Поэтому Иоанн собирает вокруг события страстей и воскресения трех представительниц любящей Церкви: Марию из Вифании, которая из любви помазала Господа перед погребением (как страдающего мессию), Марию Богоматерь, которая под крестом должна была явить свое согласие с происходящим — в частности с тем, что была отослана Христом к другому сыну, и Мария Магдалина, которая в пасхальное утро должна была внутренне согласиться с тем, что Сын возвратился к Отцу, и не удерживать Уходящего, отославшего ее к своим братьям. Крест как драма мирового греха предъявил человеку Иисусу совершенно непомерное требование; но и от любящей Церкви было потребовано не меньше — согласие на немыслимое страдание Возлюбленного. И то, что любящая Церковь должна была согласиться на богооставленность всей души Иисуса (а не только ее «земной части»!), на его сошествие в ад (а не просто в некое преддверие ада, еще пронизанное лучами веры, любви и надежды!) и пройти этот путь вместе с ним — составляет требование еще более невероятное.
Так, в «Церкви межвременья» полностью реализуется парадокс креста и радости — именно благодаря тому, что она не локализует крест позади в историческом времени как завершившееся событие, равно как, будучи верующей и любящей Церковью, не может оставить позади свою собственную греховность как некий завершенный факт. И она не может утвердиться в пасхальном событии, — и значит, в совершенной пасхальной радости, — не продолжая постоянно следовать за Иисусом к кресту — и не только как грешница, радующаяся о скором избавлении от грехов, но и как любящая, у которой всегда стоит перед глазами то, какой ценой заплатил ее возлюбленный за это избавление. Достаточно ли продумал это протестантизм?

[ИСХОДНЫЕ ДАННЫЕ]
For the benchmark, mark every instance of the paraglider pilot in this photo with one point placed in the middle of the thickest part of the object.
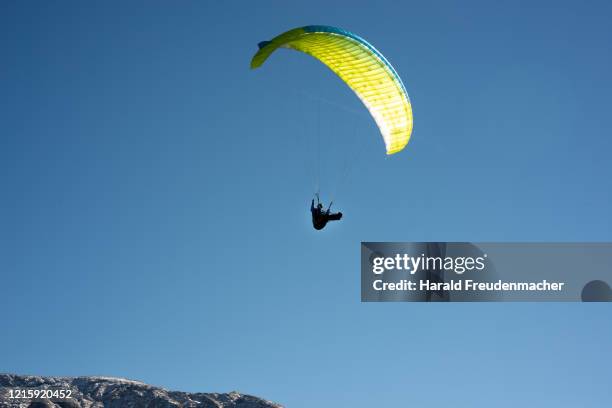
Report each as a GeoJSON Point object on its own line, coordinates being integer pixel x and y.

[ЦЕЛЬ ЗАДАНИЯ]
Ответьте по фрагменту текста о любящей Церкви:
1. Что и из каких побуждений сделала Мария из Вифании?
2. К кому Христос отослал Марию Магдалину?
3. Что «Церковь межвременья» не локализует позади в историческом времени?

[ОТВЕТ К ЗАДАНИЮ]
1. Из любви помазала Господа перед погребением.
2. К своим братьям.
3. Крест как завершившееся событие.